■ Extracted text ■
People have occasionally asked to see some of my professional work. So today I give you my wackiest published paper: Possible Girls. It explains how one famous theory about the truth of counterfactual statements implies that you can have a girlfriend (or boyfriend) who lives in another universe.
I should give some background. One of the big philosophical mysteries that philosophers try to figure out concerns counterfactual claims, also called modal claims. For example:
"If the Democrats had nominated Sharpton, they would've lost."
"If I hadn't worn any clothes to school, I wouldn't have graduated."
Most philosophers think that for a statement to be true, it has to accurately describe some part of reality. So the question is, what part of reality is being described by these statements? In reality, the Democrats didn't nominate Sharpton and I wore clothes to school. We want to say that the above counterfactual statements are true, but it seems that we can't do this unless there's some aspect of reality that they accurately describe. Lots of metaphysicians have theories about what this aspect of reality is. Some of these theories involve nonphysical entities ("abstract objects") that serve the function of making modal claims true. Other philosophers don't believe in nonphysical stuff, so they don't like those theories.

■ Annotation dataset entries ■
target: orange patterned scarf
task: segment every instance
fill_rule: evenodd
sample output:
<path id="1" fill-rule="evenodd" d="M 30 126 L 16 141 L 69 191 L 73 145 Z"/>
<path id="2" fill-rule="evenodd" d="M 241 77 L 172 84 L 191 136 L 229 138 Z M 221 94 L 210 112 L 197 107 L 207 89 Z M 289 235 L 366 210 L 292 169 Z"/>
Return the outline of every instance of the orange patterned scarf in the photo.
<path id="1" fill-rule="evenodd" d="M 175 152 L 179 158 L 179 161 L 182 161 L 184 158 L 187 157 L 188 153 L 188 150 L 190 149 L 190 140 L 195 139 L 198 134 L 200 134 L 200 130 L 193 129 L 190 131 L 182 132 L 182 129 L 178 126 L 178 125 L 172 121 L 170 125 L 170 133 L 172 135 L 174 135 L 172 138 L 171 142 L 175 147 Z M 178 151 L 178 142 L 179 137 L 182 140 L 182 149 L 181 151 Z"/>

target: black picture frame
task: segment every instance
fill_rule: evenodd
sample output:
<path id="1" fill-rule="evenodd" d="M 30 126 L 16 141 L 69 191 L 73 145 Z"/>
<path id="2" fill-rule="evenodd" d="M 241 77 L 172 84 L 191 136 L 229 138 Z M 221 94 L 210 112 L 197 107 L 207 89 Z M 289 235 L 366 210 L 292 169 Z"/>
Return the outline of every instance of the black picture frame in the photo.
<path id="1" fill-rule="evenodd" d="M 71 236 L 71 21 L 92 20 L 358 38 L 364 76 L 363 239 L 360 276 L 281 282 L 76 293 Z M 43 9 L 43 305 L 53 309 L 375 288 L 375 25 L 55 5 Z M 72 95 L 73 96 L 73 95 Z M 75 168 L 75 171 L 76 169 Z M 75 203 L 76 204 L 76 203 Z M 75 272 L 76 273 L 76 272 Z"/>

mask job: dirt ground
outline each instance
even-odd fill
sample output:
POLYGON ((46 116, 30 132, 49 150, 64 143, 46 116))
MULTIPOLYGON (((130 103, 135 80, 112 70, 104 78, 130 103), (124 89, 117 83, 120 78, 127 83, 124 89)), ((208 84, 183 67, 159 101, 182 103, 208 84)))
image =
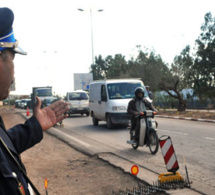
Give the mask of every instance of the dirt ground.
MULTIPOLYGON (((11 107, 0 107, 0 115, 7 129, 25 121, 11 107)), ((169 112, 166 115, 177 113, 169 112)), ((204 116, 205 113, 199 112, 194 117, 204 116)), ((215 119, 215 113, 210 118, 215 119)), ((21 157, 28 176, 41 194, 46 194, 45 178, 48 179, 48 194, 51 195, 111 195, 113 191, 119 194, 120 190, 137 187, 137 181, 131 174, 97 157, 82 154, 47 133, 44 133, 41 143, 25 151, 21 157)))
MULTIPOLYGON (((11 108, 0 107, 0 115, 7 129, 25 121, 11 108)), ((113 191, 119 193, 137 187, 131 174, 97 157, 84 155, 47 133, 41 143, 21 157, 29 178, 41 194, 46 194, 45 178, 51 195, 111 195, 113 191)))

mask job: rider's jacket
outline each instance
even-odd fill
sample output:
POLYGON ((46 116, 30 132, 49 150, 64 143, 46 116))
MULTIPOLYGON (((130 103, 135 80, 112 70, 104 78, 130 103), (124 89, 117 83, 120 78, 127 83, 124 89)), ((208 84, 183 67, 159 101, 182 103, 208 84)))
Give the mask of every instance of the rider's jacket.
MULTIPOLYGON (((143 98, 142 100, 138 100, 137 98, 133 98, 128 103, 128 108, 127 108, 127 112, 131 116, 134 116, 135 112, 140 112, 139 108, 137 107, 137 102, 140 102, 140 104, 142 103, 144 105, 143 107, 145 107, 146 110, 156 111, 156 108, 153 106, 153 104, 150 101, 148 101, 146 98, 143 98)), ((143 112, 144 110, 141 110, 141 111, 143 112)))
POLYGON ((142 100, 138 100, 135 97, 132 100, 130 100, 130 102, 128 103, 127 112, 129 115, 131 115, 131 125, 132 125, 131 129, 133 129, 134 123, 135 123, 135 112, 143 112, 145 111, 144 109, 157 111, 154 105, 146 98, 143 98, 142 100))
POLYGON ((0 117, 0 138, 0 194, 29 195, 26 178, 12 159, 9 151, 25 170, 20 154, 42 140, 43 133, 39 122, 33 116, 24 124, 16 125, 6 131, 0 117))

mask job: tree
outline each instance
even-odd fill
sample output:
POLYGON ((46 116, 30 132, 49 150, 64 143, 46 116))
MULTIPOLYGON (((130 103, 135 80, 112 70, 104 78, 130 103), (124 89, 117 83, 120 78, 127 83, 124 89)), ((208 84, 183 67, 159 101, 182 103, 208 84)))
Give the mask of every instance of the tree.
POLYGON ((191 87, 192 65, 193 58, 190 56, 190 47, 186 46, 180 55, 174 58, 170 70, 166 70, 160 82, 160 88, 178 100, 178 111, 186 110, 186 100, 180 91, 191 87))
POLYGON ((202 33, 196 40, 197 52, 193 65, 194 94, 200 100, 215 99, 215 18, 205 14, 202 33))

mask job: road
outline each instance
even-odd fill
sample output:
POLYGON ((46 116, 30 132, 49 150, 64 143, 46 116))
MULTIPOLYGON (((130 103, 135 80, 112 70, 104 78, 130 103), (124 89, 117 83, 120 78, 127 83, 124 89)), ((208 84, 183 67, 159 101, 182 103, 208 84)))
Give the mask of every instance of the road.
MULTIPOLYGON (((214 123, 167 118, 156 118, 156 120, 159 123, 158 136, 171 137, 180 166, 179 172, 184 177, 186 175, 184 162, 186 162, 190 180, 193 182, 192 189, 200 194, 214 194, 214 123)), ((128 161, 156 175, 167 172, 161 150, 159 149, 156 155, 151 155, 149 148, 146 147, 133 150, 131 145, 126 143, 129 139, 129 130, 126 128, 109 130, 105 122, 93 126, 91 117, 73 115, 64 120, 63 127, 57 126, 50 132, 72 143, 73 147, 84 153, 121 161, 119 166, 128 161)))

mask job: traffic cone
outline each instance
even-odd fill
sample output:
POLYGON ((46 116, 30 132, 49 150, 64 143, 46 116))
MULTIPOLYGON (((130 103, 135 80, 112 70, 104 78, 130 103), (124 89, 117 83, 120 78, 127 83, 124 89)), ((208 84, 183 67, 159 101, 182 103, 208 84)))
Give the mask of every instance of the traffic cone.
POLYGON ((27 108, 26 116, 30 116, 29 108, 27 108))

■ Given exercise ■
Revise the counterfactuals passage, beginning at the words "Most philosophers think" and ending after "like those theories.", with "theorists" in place of "metaphysicians". Work only from the counterfactuals passage.

■ Result ■
Most philosophers think that for a statement to be true, it has to accurately describe some part of reality. So the question is, what part of reality is being described by these statements? In reality, the Democrats didn't nominate Sharpton and I wore clothes to school. We want to say that the above counterfactual statements are true, but it seems that we can't do this unless there's some aspect of reality that they accurately describe. Lots of theorists have theories about what this aspect of reality is. Some of these theories involve nonphysical entities ("abstract objects") that serve the function of making modal claims true. Other philosophers don't believe in nonphysical stuff, so they don't like those theories.